BEGIN SUPPLIED INFORMATION
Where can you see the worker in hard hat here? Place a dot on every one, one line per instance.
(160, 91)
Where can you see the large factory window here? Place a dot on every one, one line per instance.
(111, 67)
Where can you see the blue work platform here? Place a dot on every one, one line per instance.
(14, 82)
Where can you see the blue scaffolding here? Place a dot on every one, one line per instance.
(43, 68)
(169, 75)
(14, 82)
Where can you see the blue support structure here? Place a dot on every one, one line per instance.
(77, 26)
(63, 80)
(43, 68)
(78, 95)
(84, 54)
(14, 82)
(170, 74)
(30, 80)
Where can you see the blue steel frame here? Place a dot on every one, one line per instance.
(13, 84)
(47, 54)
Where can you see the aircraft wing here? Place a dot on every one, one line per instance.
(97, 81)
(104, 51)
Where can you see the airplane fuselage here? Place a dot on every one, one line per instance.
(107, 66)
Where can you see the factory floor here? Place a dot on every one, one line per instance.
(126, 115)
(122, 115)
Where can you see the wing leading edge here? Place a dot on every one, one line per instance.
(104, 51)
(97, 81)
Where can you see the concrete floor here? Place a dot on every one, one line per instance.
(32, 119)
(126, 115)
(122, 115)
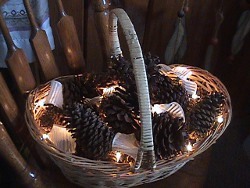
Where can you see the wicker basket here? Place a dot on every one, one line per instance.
(92, 173)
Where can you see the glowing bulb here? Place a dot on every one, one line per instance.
(41, 102)
(108, 90)
(189, 147)
(118, 156)
(45, 136)
(194, 96)
(220, 119)
(157, 108)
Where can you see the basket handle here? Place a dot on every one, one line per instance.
(145, 155)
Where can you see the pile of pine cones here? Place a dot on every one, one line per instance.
(94, 125)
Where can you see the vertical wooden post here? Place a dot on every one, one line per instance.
(101, 8)
(9, 152)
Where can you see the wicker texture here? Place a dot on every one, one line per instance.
(92, 173)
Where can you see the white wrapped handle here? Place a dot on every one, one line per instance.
(145, 156)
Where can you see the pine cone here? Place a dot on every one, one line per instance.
(118, 114)
(50, 116)
(93, 137)
(162, 88)
(168, 135)
(203, 115)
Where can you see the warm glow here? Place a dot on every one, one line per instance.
(45, 136)
(220, 119)
(182, 72)
(194, 96)
(118, 156)
(157, 108)
(108, 90)
(40, 102)
(69, 50)
(189, 147)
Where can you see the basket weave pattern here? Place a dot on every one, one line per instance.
(91, 173)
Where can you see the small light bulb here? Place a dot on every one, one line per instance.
(40, 102)
(189, 147)
(45, 136)
(109, 90)
(118, 156)
(220, 119)
(194, 96)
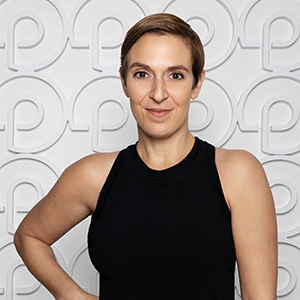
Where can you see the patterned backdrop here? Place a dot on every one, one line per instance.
(61, 99)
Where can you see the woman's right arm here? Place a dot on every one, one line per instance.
(72, 199)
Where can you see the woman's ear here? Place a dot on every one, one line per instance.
(124, 85)
(197, 87)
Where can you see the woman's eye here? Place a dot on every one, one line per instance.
(140, 74)
(176, 76)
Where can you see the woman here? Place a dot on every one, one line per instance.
(174, 213)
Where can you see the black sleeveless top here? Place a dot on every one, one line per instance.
(165, 234)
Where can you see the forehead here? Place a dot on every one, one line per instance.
(161, 49)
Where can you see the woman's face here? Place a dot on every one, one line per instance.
(159, 84)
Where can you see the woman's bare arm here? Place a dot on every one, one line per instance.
(72, 199)
(253, 222)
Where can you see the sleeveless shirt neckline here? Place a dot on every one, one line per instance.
(166, 174)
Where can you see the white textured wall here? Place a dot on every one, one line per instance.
(61, 99)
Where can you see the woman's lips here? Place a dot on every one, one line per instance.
(158, 113)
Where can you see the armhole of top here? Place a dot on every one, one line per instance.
(106, 186)
(213, 176)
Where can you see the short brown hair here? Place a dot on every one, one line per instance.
(164, 23)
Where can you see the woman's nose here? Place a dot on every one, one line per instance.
(158, 91)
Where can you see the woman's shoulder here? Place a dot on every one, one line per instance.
(240, 173)
(87, 176)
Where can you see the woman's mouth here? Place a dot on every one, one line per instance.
(158, 113)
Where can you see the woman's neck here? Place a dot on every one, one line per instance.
(159, 154)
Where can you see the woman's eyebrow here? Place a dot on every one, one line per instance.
(179, 67)
(171, 68)
(139, 65)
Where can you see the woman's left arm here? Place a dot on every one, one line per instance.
(254, 227)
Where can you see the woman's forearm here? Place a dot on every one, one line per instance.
(40, 261)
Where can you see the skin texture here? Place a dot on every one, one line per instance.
(159, 87)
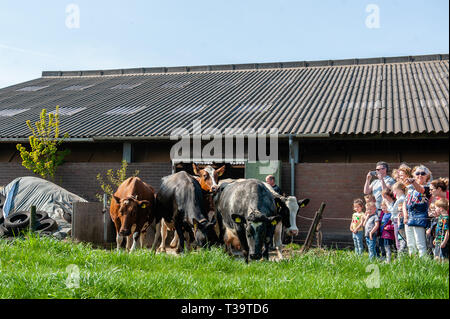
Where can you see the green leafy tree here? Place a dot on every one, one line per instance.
(113, 180)
(44, 156)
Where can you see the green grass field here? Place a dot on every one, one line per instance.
(36, 268)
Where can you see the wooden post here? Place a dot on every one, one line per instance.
(105, 218)
(313, 228)
(33, 219)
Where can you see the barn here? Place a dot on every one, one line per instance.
(333, 120)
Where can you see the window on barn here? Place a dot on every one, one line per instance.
(69, 110)
(77, 87)
(11, 112)
(125, 86)
(228, 83)
(32, 88)
(188, 109)
(125, 110)
(252, 107)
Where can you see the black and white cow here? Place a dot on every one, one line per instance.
(179, 202)
(248, 212)
(290, 229)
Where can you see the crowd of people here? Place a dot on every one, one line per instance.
(403, 213)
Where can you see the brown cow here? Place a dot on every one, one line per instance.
(131, 210)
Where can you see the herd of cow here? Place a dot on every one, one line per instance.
(244, 214)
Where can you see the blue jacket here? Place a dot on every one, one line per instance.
(417, 206)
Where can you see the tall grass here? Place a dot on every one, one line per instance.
(36, 268)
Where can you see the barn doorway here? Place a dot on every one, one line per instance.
(232, 170)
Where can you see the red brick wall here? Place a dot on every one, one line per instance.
(336, 184)
(80, 178)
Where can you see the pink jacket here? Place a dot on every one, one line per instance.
(386, 226)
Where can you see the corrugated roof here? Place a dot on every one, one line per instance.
(398, 95)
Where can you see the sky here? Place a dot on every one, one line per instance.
(60, 35)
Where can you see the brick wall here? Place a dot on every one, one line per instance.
(336, 184)
(80, 178)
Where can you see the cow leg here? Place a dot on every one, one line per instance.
(129, 242)
(157, 235)
(174, 241)
(277, 240)
(135, 241)
(179, 230)
(163, 232)
(119, 240)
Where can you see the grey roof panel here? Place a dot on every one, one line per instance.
(399, 95)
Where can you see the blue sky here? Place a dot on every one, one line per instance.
(34, 35)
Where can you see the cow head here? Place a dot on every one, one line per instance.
(208, 177)
(254, 231)
(128, 212)
(294, 207)
(204, 232)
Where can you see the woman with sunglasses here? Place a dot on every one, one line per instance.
(439, 188)
(415, 211)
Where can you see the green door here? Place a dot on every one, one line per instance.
(260, 170)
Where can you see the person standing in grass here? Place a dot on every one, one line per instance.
(356, 226)
(441, 240)
(415, 210)
(371, 224)
(395, 202)
(431, 231)
(387, 232)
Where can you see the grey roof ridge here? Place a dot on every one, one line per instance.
(245, 66)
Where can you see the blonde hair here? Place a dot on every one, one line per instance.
(389, 193)
(441, 203)
(370, 204)
(441, 183)
(359, 202)
(423, 168)
(395, 172)
(369, 198)
(400, 186)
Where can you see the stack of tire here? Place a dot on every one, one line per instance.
(19, 221)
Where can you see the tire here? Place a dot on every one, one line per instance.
(17, 221)
(67, 217)
(46, 225)
(4, 232)
(41, 215)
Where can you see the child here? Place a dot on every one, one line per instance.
(371, 224)
(431, 231)
(369, 198)
(441, 240)
(395, 201)
(356, 226)
(387, 232)
(384, 211)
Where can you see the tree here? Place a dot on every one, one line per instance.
(113, 180)
(44, 157)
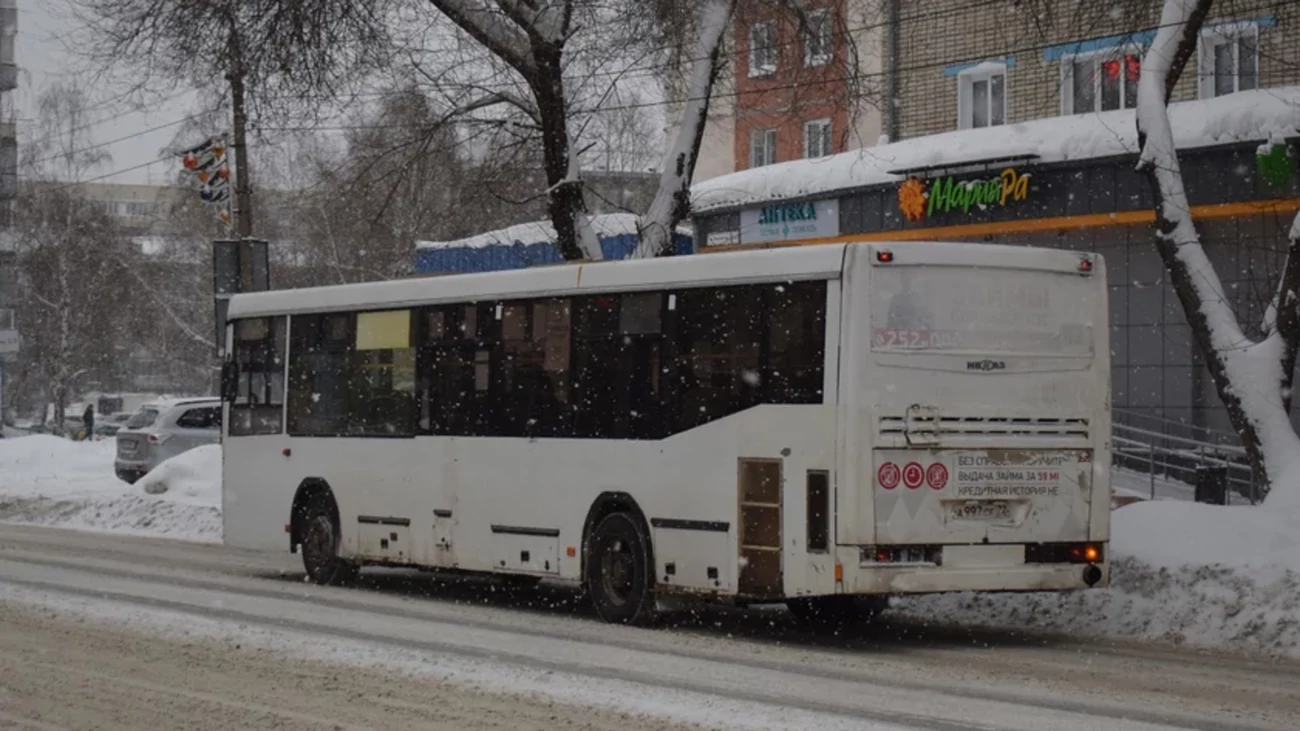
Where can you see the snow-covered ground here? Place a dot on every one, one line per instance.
(1184, 572)
(47, 480)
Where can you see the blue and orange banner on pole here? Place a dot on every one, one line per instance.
(211, 165)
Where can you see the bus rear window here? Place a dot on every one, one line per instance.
(963, 310)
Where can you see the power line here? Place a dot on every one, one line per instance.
(124, 138)
(40, 141)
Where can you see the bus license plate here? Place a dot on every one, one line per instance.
(983, 510)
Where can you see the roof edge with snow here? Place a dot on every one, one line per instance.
(542, 232)
(1248, 116)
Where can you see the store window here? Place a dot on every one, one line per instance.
(762, 50)
(1100, 82)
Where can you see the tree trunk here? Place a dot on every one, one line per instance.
(1252, 379)
(671, 204)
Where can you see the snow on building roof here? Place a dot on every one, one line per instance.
(541, 232)
(1235, 117)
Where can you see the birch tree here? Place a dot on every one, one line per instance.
(280, 59)
(1253, 377)
(554, 50)
(68, 250)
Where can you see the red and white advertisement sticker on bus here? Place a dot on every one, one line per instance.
(984, 474)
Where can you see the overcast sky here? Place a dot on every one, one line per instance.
(43, 57)
(133, 138)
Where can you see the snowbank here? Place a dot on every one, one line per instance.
(52, 481)
(1236, 117)
(1210, 576)
(541, 232)
(1183, 572)
(193, 478)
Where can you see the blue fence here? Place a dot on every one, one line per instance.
(519, 255)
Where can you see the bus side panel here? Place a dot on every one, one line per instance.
(258, 484)
(498, 489)
(854, 517)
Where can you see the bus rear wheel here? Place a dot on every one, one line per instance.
(619, 576)
(837, 609)
(321, 543)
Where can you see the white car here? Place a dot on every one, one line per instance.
(163, 429)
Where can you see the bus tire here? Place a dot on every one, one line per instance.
(619, 571)
(321, 543)
(837, 609)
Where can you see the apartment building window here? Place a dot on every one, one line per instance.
(817, 138)
(1229, 59)
(817, 39)
(1100, 82)
(982, 96)
(762, 50)
(762, 147)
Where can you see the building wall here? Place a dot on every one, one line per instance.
(949, 35)
(844, 90)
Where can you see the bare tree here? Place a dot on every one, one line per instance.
(1253, 377)
(68, 255)
(557, 63)
(280, 57)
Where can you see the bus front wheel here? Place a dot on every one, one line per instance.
(321, 545)
(619, 569)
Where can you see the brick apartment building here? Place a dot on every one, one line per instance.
(967, 64)
(1043, 94)
(813, 86)
(801, 85)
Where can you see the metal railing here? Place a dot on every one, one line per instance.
(1165, 457)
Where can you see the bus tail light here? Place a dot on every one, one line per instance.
(1065, 553)
(901, 554)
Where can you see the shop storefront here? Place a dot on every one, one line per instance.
(1244, 197)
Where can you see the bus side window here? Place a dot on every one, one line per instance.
(796, 342)
(716, 364)
(259, 350)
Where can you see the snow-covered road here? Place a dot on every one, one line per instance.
(235, 615)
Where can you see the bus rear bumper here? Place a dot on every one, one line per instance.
(935, 579)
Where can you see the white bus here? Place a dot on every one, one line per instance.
(823, 425)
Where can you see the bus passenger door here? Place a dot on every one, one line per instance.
(759, 496)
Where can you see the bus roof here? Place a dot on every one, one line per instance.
(700, 269)
(789, 263)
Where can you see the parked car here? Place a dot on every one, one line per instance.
(163, 429)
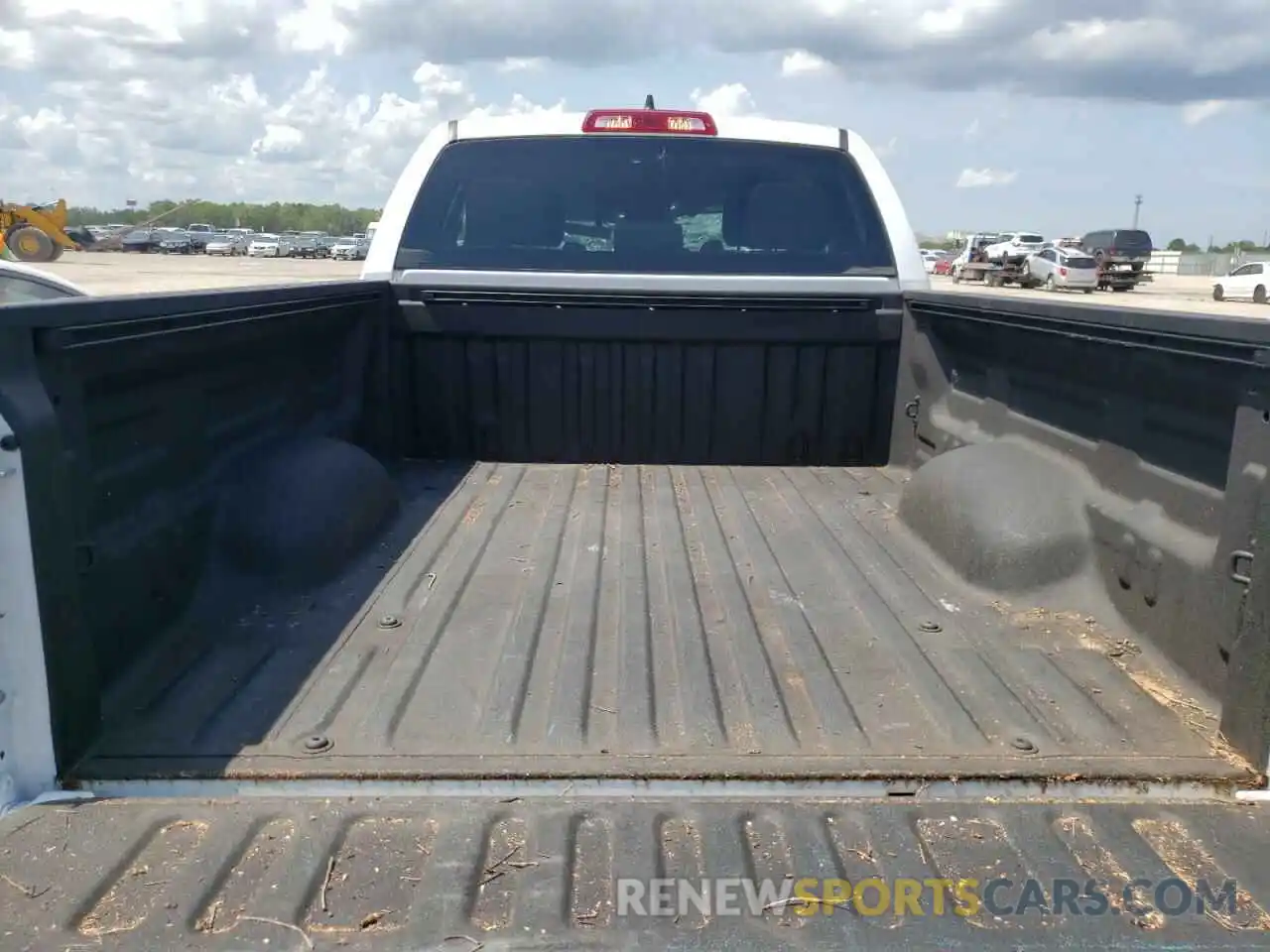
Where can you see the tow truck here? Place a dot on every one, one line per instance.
(974, 264)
END SUPPLIED INFORMATION
--- WRITTEN TASK ---
Retype word for word the span of lines above that begins with the line containing "Where can you see the white car" and ends with the last line of the records; skip all pictures.

--- ANSWER FOR THIS EXERCISE ---
Where can you see the white car here? Place a dot on every one, one line per instance.
(163, 429)
Where can you see the bus tire here? Place a dot on every one, one line per instance.
(619, 571)
(321, 543)
(837, 609)
Where can you see the apartment building window here? Place a dot on every one, one line per instance.
(817, 138)
(1229, 59)
(817, 39)
(1100, 82)
(982, 96)
(762, 50)
(762, 147)
Where can you see the building wall here? Place a dot on every one, one line per instance.
(949, 35)
(844, 90)
Where can you see the bare tree here? Place a dot on every one, one line per instance.
(1253, 377)
(68, 255)
(557, 63)
(280, 57)
Where can you see the bus front wheel here? Place a dot on every one, one line per instance.
(321, 545)
(619, 569)
Where can you see the brick apartment building here? Place a dot on every one, one line per instance.
(967, 64)
(1043, 94)
(813, 86)
(801, 85)
Where can you see the metal railing here? Place a dot on every one, one line per instance.
(1165, 457)
Where can you see the bus tail light here? Place a dot on every one, one line per instance.
(1065, 553)
(901, 554)
Where can you see the shop storefront here? Place a dot on every one, one line per instance.
(1244, 197)
Where can you see the bus side window here? Place a dot on every one, one line per instance.
(796, 342)
(716, 364)
(259, 350)
Where can you see the snow-covered road here? Place a dot on every one, one line per instance.
(235, 615)
Where can you see the bus rear bumper here? Place a dot on every one, one line per instance.
(935, 579)
Where can you see the white bus here? Place a dot on every one, one line per instance.
(823, 425)
Where can you see the bus passenger door here? Place a dot on every one, one line per instance.
(759, 496)
Where can you see the bus roof here? Place a dot on every one, one line per instance.
(700, 269)
(789, 263)
Where can you see the parked car here? Place a dot on every one, one line per instance.
(163, 429)
Where can you see the tow truck here? Place a dot on every one, one line per instance.
(974, 264)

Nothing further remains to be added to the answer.